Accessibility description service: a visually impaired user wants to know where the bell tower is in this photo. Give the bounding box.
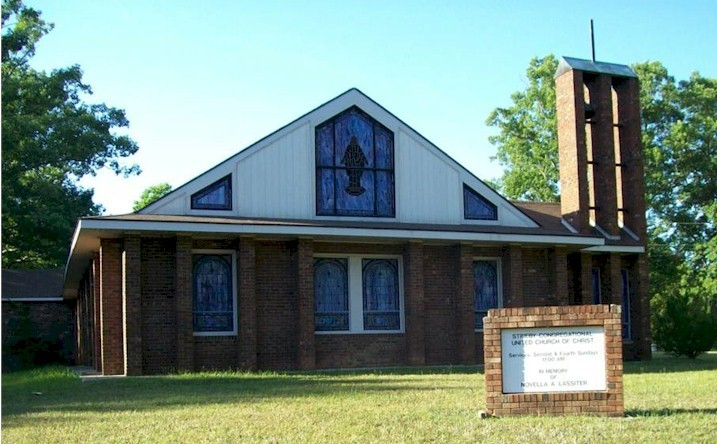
[555,57,646,241]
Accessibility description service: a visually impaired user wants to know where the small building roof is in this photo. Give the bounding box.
[556,56,637,79]
[2,269,65,301]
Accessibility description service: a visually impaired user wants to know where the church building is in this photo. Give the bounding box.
[63,56,652,375]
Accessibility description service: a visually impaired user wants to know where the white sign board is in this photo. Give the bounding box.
[501,326,606,393]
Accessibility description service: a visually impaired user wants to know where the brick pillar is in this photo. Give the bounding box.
[556,69,591,234]
[296,238,316,370]
[92,253,102,372]
[239,236,257,370]
[553,247,569,305]
[406,241,425,365]
[99,239,124,375]
[589,75,620,238]
[123,235,142,375]
[608,253,622,305]
[457,244,476,364]
[580,253,593,305]
[504,245,523,307]
[175,236,194,372]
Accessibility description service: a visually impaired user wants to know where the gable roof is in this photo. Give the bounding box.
[137,87,537,227]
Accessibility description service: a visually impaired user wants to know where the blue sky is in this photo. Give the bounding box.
[25,0,717,215]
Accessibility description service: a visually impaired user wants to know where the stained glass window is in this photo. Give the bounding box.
[362,259,400,330]
[621,269,632,340]
[463,185,498,220]
[314,258,349,331]
[191,175,232,210]
[316,107,395,217]
[193,254,235,333]
[474,260,500,330]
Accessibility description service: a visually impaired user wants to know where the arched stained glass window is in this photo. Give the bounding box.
[191,175,232,210]
[474,260,499,330]
[316,106,395,217]
[362,259,400,330]
[314,258,349,331]
[464,184,497,220]
[193,254,234,333]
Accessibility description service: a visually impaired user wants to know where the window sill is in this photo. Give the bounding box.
[315,330,404,335]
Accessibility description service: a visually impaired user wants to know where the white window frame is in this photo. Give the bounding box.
[192,249,238,336]
[474,257,503,332]
[314,253,405,334]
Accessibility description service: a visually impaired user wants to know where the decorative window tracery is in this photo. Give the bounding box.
[474,259,501,330]
[314,258,349,331]
[316,107,395,217]
[193,253,236,334]
[362,259,400,330]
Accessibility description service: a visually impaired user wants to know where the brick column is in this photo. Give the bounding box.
[123,235,142,375]
[239,236,257,370]
[296,238,316,370]
[175,236,194,372]
[504,245,523,307]
[406,241,425,365]
[457,244,476,364]
[100,239,124,375]
[92,253,102,372]
[553,247,569,305]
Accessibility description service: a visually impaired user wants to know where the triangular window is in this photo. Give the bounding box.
[463,184,497,220]
[191,175,232,210]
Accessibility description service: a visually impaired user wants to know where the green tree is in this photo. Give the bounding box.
[486,55,560,202]
[133,183,173,212]
[2,0,139,268]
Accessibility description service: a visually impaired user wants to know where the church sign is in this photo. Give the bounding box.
[501,326,606,393]
[483,305,624,417]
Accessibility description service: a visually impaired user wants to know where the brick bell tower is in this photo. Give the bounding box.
[555,56,651,359]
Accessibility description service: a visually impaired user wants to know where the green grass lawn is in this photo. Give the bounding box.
[2,352,716,443]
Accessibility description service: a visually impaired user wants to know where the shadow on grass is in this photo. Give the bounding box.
[624,351,717,375]
[625,408,717,417]
[1,365,485,420]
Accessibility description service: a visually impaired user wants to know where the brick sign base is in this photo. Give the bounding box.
[484,305,623,417]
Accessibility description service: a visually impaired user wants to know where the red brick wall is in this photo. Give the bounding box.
[315,335,407,368]
[423,245,457,365]
[100,239,124,375]
[256,241,298,370]
[140,238,177,374]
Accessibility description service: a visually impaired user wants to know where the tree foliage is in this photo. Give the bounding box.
[2,0,139,268]
[133,183,173,212]
[486,55,560,202]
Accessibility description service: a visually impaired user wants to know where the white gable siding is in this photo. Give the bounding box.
[396,130,461,223]
[237,123,312,219]
[140,89,536,228]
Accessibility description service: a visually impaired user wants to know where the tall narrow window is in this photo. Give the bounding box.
[316,107,395,217]
[621,269,632,340]
[191,175,232,210]
[591,268,602,304]
[362,259,400,330]
[314,258,349,331]
[474,259,501,330]
[193,253,236,334]
[463,184,498,220]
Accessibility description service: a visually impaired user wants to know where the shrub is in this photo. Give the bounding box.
[652,292,717,358]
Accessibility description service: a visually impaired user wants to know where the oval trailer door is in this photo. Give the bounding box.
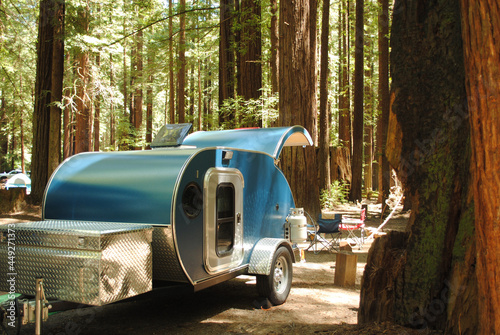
[203,168,244,274]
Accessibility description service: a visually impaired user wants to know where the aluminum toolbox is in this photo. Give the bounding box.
[0,220,153,306]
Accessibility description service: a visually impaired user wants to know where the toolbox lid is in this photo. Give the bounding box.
[0,220,153,251]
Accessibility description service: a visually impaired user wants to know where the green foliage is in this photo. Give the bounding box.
[0,0,389,175]
[320,179,350,209]
[218,92,279,129]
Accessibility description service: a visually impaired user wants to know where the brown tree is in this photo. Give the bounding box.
[74,2,91,154]
[359,0,477,333]
[146,40,154,145]
[177,0,186,123]
[48,0,64,176]
[168,0,175,123]
[93,53,101,152]
[130,28,143,148]
[32,0,55,203]
[460,1,500,333]
[219,0,235,125]
[239,0,262,127]
[279,0,320,218]
[338,0,351,153]
[269,0,278,95]
[318,0,331,191]
[377,0,390,205]
[349,0,363,202]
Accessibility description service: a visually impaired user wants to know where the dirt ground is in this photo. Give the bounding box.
[0,203,441,335]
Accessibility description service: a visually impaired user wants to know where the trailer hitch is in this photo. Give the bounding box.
[32,278,51,335]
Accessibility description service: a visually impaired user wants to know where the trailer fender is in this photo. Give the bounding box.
[248,238,295,275]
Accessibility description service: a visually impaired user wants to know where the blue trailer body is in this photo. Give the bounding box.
[0,125,312,311]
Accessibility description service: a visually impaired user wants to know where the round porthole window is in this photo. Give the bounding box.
[182,182,203,218]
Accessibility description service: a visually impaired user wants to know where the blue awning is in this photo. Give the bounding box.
[182,126,313,159]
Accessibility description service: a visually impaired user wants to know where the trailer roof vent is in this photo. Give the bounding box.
[151,123,192,148]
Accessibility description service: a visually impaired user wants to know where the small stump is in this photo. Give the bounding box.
[334,243,358,287]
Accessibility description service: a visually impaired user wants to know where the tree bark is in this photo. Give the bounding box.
[460,1,500,333]
[279,0,319,218]
[130,27,143,149]
[177,0,186,123]
[168,0,175,123]
[109,53,115,150]
[377,0,390,205]
[146,42,153,146]
[219,0,235,125]
[239,0,262,127]
[48,0,64,177]
[349,0,363,202]
[31,0,54,203]
[319,0,331,191]
[270,0,278,95]
[93,53,100,152]
[0,93,8,172]
[359,1,477,333]
[74,3,90,154]
[339,0,351,152]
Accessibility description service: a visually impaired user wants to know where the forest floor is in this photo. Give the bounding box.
[0,201,442,335]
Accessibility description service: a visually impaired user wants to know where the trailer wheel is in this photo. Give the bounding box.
[256,246,293,305]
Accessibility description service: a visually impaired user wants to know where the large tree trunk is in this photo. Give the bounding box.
[279,0,319,218]
[108,53,115,150]
[239,0,262,127]
[318,0,331,191]
[338,0,350,151]
[377,0,390,205]
[0,95,8,171]
[93,53,100,152]
[31,0,54,203]
[359,0,477,333]
[460,1,500,333]
[177,0,186,124]
[146,42,153,145]
[130,28,143,149]
[349,0,363,202]
[219,0,235,125]
[74,3,90,154]
[48,0,64,177]
[168,0,175,123]
[270,0,278,95]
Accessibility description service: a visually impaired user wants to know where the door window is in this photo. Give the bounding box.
[216,183,235,255]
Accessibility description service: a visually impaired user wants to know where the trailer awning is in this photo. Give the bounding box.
[182,126,313,159]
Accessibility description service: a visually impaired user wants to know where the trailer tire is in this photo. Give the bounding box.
[256,246,293,306]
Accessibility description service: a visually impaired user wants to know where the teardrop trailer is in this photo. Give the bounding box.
[0,124,312,331]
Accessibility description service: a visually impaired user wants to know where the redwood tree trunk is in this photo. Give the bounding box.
[319,0,331,191]
[48,0,64,176]
[349,0,363,202]
[239,0,262,127]
[270,0,278,95]
[377,0,390,205]
[31,0,54,203]
[74,4,90,154]
[168,0,175,123]
[93,54,100,152]
[177,0,186,123]
[279,0,319,218]
[460,1,500,333]
[360,0,477,333]
[339,0,351,154]
[219,0,235,124]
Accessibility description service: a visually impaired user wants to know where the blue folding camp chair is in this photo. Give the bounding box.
[306,213,342,254]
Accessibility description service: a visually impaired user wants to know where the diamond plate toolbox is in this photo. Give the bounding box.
[0,220,153,306]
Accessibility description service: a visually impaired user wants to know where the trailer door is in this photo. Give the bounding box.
[204,168,244,274]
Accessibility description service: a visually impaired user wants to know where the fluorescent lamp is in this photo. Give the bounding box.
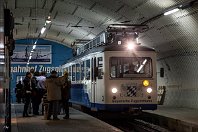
[31,50,34,53]
[46,19,51,24]
[0,62,5,64]
[40,26,46,34]
[29,56,32,60]
[136,37,139,44]
[164,8,179,15]
[27,62,29,65]
[33,45,36,49]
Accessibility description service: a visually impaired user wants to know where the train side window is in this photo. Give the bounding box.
[72,65,76,81]
[86,59,90,80]
[81,61,85,80]
[110,66,116,78]
[110,57,152,78]
[98,57,103,79]
[110,57,118,78]
[76,63,80,81]
[92,57,97,81]
[69,66,72,79]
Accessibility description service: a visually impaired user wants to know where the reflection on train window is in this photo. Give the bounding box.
[76,63,80,81]
[72,65,76,81]
[110,57,152,78]
[86,59,90,80]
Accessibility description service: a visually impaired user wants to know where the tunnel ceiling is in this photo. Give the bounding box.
[5,0,198,53]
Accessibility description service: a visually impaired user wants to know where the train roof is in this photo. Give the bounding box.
[65,44,155,63]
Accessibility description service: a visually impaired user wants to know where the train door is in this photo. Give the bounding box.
[96,56,104,103]
[91,57,97,108]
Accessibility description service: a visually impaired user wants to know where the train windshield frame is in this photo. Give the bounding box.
[110,57,153,78]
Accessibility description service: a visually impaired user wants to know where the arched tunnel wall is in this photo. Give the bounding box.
[157,53,198,109]
[138,7,198,110]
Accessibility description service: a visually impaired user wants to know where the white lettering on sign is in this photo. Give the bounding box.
[11,65,66,73]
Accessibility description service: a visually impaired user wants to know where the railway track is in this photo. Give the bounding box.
[72,105,170,132]
[98,118,170,132]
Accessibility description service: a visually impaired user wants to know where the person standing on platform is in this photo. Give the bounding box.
[15,81,23,103]
[36,71,46,114]
[23,72,32,117]
[45,70,67,120]
[31,72,39,115]
[61,71,71,119]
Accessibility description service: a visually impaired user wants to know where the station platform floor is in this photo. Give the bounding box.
[11,104,121,132]
[144,105,198,132]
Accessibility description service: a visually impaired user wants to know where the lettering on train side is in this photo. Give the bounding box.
[112,99,152,103]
++++++
Give back only the lines from the one containing "where the lettering" through the final line of the entries above, exactly as written, both included.

Accessibility description service: a visually impaired user wants to know where the lettering on train side is in this photo. Give the bounding box.
[112,99,152,103]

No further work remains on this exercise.